▶ _Problem details_: Rewrite all of the records below, swapping "model card" for "documentation" everywhere it occurs and keeping everything else the same.

▶ _Exercise input_:
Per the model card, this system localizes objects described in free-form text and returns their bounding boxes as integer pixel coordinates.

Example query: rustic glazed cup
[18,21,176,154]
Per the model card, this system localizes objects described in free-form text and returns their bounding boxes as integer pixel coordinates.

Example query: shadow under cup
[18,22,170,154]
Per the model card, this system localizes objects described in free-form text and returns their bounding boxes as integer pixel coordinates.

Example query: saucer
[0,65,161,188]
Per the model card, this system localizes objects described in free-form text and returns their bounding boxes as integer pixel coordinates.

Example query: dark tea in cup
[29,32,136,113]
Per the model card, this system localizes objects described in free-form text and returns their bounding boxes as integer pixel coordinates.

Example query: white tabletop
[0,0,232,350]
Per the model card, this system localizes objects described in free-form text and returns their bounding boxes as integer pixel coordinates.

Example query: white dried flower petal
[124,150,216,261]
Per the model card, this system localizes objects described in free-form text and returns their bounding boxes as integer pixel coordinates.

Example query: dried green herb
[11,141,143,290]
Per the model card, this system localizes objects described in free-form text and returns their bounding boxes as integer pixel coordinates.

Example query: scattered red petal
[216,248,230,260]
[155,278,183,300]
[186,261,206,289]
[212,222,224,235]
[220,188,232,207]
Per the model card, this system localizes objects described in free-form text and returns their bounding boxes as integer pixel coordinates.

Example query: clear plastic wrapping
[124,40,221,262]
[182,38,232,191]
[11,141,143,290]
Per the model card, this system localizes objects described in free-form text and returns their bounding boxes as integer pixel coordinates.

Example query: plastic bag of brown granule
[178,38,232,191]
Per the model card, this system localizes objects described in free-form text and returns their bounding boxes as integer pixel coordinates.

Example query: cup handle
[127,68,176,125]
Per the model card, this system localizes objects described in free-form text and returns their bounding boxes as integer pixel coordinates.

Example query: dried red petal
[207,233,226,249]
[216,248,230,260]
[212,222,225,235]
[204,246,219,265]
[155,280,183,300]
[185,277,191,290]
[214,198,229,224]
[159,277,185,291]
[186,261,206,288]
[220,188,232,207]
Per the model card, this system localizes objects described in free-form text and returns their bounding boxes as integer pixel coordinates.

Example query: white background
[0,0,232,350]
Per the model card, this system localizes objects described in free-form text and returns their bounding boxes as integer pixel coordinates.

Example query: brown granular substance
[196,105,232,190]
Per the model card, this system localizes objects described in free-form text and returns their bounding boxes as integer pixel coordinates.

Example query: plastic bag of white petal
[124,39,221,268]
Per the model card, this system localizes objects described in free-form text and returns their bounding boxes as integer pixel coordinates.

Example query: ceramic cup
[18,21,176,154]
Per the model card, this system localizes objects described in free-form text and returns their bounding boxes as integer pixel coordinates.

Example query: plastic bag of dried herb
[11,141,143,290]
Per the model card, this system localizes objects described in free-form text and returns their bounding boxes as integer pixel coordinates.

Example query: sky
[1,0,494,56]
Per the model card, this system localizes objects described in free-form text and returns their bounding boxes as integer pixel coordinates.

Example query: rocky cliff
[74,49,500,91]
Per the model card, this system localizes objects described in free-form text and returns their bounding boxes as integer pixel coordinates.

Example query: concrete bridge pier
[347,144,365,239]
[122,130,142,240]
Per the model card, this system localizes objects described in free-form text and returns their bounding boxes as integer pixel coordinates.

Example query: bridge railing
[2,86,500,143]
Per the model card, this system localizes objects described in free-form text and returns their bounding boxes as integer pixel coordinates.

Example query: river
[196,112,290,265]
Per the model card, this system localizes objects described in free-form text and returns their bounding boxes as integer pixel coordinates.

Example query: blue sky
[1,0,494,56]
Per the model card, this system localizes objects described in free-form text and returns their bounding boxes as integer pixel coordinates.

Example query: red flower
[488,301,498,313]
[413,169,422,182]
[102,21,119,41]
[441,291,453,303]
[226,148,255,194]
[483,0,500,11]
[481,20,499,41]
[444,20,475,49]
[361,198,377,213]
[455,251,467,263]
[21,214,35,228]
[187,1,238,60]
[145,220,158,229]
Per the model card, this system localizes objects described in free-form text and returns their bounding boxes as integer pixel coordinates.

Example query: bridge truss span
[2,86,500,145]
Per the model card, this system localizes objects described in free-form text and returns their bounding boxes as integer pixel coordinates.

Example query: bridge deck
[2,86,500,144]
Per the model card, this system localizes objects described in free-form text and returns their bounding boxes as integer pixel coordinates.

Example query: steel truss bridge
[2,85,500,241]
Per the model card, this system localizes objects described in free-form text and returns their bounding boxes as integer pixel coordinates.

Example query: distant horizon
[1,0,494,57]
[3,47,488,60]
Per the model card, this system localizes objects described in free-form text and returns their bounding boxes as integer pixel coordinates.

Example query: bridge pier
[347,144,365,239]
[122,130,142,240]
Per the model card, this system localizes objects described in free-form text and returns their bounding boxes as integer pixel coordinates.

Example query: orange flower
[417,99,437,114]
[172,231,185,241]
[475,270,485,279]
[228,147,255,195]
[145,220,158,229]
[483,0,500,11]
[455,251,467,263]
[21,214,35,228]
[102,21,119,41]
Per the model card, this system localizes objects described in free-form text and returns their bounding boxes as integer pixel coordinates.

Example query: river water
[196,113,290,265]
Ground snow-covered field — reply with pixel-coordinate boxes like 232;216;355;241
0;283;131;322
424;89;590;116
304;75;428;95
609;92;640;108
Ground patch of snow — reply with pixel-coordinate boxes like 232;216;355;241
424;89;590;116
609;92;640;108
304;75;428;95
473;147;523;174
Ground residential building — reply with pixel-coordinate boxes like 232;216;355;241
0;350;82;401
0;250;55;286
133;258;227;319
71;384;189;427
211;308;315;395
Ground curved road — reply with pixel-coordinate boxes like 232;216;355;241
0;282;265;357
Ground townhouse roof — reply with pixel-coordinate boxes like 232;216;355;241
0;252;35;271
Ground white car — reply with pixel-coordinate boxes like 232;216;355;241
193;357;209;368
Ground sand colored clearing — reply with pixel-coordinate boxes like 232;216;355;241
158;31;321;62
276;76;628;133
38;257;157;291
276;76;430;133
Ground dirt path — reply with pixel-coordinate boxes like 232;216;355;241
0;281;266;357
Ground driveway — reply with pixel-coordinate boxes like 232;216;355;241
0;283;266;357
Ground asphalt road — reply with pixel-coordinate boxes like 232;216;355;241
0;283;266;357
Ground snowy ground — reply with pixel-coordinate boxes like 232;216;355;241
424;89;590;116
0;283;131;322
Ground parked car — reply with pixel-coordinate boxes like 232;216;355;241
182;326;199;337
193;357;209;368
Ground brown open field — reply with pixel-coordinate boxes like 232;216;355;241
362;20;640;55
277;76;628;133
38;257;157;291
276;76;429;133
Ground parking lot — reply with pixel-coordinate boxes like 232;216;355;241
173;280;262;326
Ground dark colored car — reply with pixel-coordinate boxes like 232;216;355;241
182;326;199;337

▶ _Written reply_:
Per the documentation, this system localizes objects described in free-form text and returns their bounding boxes as integer pixel coordinates.

Example query: rustic glazed cup
[18,21,176,154]
Per the documentation, this system localizes objects described in free-form text and returns their bounding boxes as integer pixel coordinates.

Example query: shadow under cup
[18,22,170,154]
Per the documentation, this system localizes objects described in free-form text and returns their bounding boxes as integer pixel coordinates.

Example query: saucer
[0,65,161,188]
Per the documentation, this system localizes objects described in free-form text and returns their bounding boxes as integer pixel coordinates.

Example query: dark tea in cup
[29,32,136,113]
Per the documentation, this system localizes objects described in free-form text and returns their bounding boxes as integer pixel coordinates.

Example query: white tabletop
[0,0,232,350]
Per the documentation, this system localizes objects described in free-form text and returns their bounding boxes as integer pixel coordinates.

Example query: white dried flower petal
[124,150,216,261]
Per the documentation, this system localizes objects described in free-form text and returns their bounding boxes as integer pixel coordinates.

Example query: dried green herb
[11,141,143,290]
Per the documentation, this system localizes objects described in free-form text and returns their bounding boxes as integer pixel coordinates.

Example query: scattered red petal
[216,248,230,260]
[155,278,183,300]
[186,261,206,289]
[212,222,224,235]
[220,188,232,207]
Per the documentation, this system localizes objects described in free-form text and returns their bounding boxes as integer pixel coordinates.

Example query: clear plastic wrapping
[124,40,221,262]
[182,38,232,191]
[11,141,143,290]
Per the documentation, this system localizes objects described in free-form text and returns their bounding boxes as integer pixel coordinates.

Example query: plastic bag of brown granule
[178,38,232,191]
Per the documentation, this system localizes objects described in free-form text and returns their bounding boxes as integer pixel coordinates.

Example query: cup handle
[127,68,176,125]
Per the documentation, this system localizes objects described in free-form text and returns their bounding boxes as integer pixel coordinates.

Example query: dried red petal
[207,233,226,249]
[216,248,230,260]
[212,222,225,235]
[204,246,219,265]
[155,280,183,300]
[185,277,191,290]
[214,198,229,224]
[159,277,185,291]
[186,261,206,288]
[220,188,232,207]
Per the documentation, this system localizes objects described in free-form text and returns their bounding boxes as integer pixel coordinates.

Example query: white background
[0,0,232,350]
Per the documentation, this system localizes objects described in free-form text and returns their bounding boxes as integer pixel coordinates.

Example query: brown granular substance
[196,105,232,190]
Per the documentation, this system localizes objects described in free-form text and returns their bounding boxes as integer pixel coordinates.

Example query: plastic bag of white petal
[124,39,221,268]
Per the documentation, this system localizes objects described in free-form text and returns their bounding boxes as integer pixel coordinates.

Example query: ceramic cup
[18,21,176,154]
Per the documentation, this system localizes objects described in free-form text and returns their bounding boxes as integer pixel coordinates.

Example query: plastic bag of dried herb
[11,141,143,290]
Per the documentation, this system localizes objects described in free-form text and returns their bounding boxes as integer pixel coordinates.

Example query: sky
[1,0,494,56]
Per the documentation, this system localizes objects described in free-form text and returns their bounding boxes as integer pixel coordinates.

Example query: rocky cliff
[74,49,500,91]
Per the documentation, this system localizes objects described in free-form text and returns their bounding boxes as integer pixel coordinates.

Example query: concrete bridge pier
[347,144,365,239]
[122,130,142,240]
Per the documentation, this system localizes objects described in free-form text and returns their bounding boxes as integer pixel coordinates.

Example query: bridge railing
[2,86,500,143]
Per the documentation, this system localizes objects described in free-form text and returns their bounding boxes as integer pixel coordinates.

Example query: river
[196,112,290,265]
Per the documentation, this system localizes objects described in free-form text and returns their bounding boxes as integer pixel coordinates.

Example query: blue sky
[1,0,494,56]
Per the documentation, this system localizes objects described in free-form text and returns their bounding boxes as integer pixel coordinates.

Example query: red flower
[488,301,498,313]
[413,169,422,182]
[102,21,119,41]
[441,291,453,303]
[226,148,255,194]
[483,0,500,11]
[481,20,499,41]
[444,20,475,49]
[361,198,377,213]
[455,251,467,263]
[21,214,35,228]
[187,1,238,60]
[145,220,158,229]
Per the documentation, this system localizes objects described in free-form text and returns their bounding boxes as integer pixel coordinates.

Example query: bridge truss span
[2,86,500,145]
Per the documentation, this system localizes objects described in free-form text and returns their bounding boxes as integer pixel coordinates.

Example query: bridge deck
[2,86,500,144]
Per the documentation, this system localizes objects described in free-form text and returns their bounding boxes as integer pixel coordinates.

Example query: steel truss bridge
[2,85,500,241]
Per the documentation, this system localizes objects described in free-form text and returns their bounding boxes as integer pixel coordinates.

Example query: distant horizon
[1,0,494,57]
[3,47,488,60]
Per the documentation, this system localizes objects described in free-form text and returns their bounding boxes as integer pixel coordinates.

Example query: bridge pier
[347,144,365,239]
[122,130,142,240]
Per the documentation, this system localizes objects described in free-form text and returns their bounding boxes as integer pixel coordinates.

Example query: orange flower
[417,99,437,114]
[172,231,185,241]
[475,270,485,279]
[228,147,255,195]
[145,220,158,229]
[483,0,500,11]
[455,251,467,263]
[21,214,35,228]
[102,21,119,41]
Per the documentation, this system localizes objects described in free-form text and returns their bounding boxes as integer pixel coordinates.

Example query: river water
[196,113,290,265]
Ground snow-covered field — reply with pixel-coordinate boxes like 232;216;355;241
0;283;131;322
424;89;590;116
304;75;428;95
609;92;640;108
Ground patch of snow — reply with pixel-coordinate boxes like 232;216;355;241
424;89;590;116
609;92;640;108
304;75;428;95
473;147;523;174
Ground residential building — reply with pixel-coordinate boxes like 232;216;355;241
0;350;82;401
0;250;55;286
133;258;227;319
71;384;189;427
211;308;315;395
Ground curved road — reply with pixel-coordinate boxes like 232;216;355;241
0;282;265;357
Ground townhouse roof — reply with pixel-coordinate boxes like 232;216;355;241
0;252;35;271
Ground white car — reply with pixel-coordinate boxes like 232;216;355;241
193;357;209;368
Ground sand colored clearing — reply with pixel-coordinate boxes like 232;216;355;241
158;31;321;62
276;76;628;133
38;257;157;291
276;76;430;133
Ground dirt path — reply with pixel-coordinate boxes like 232;216;355;241
0;281;266;357
Ground driveway — reply with pixel-coordinate boxes like 232;216;355;241
0;283;266;357
Ground asphalt road — reply with pixel-coordinate boxes like 232;216;355;241
0;283;266;357
Ground snowy ground — reply with pixel-coordinate boxes like 232;216;355;241
424;89;590;116
0;283;131;322
Ground parked car — reply with pixel-coordinate boxes like 232;216;355;241
182;326;199;337
193;357;209;368
Ground brown open field — reply with pixel-coordinate boxes like 232;216;355;241
362;20;640;55
277;76;628;133
38;257;157;291
276;76;429;133
Ground parking lot — reply with pixel-coordinate boxes like 232;216;355;241
173;280;262;326
Ground dark colored car — reply with pixel-coordinate boxes like 232;216;355;241
182;326;199;337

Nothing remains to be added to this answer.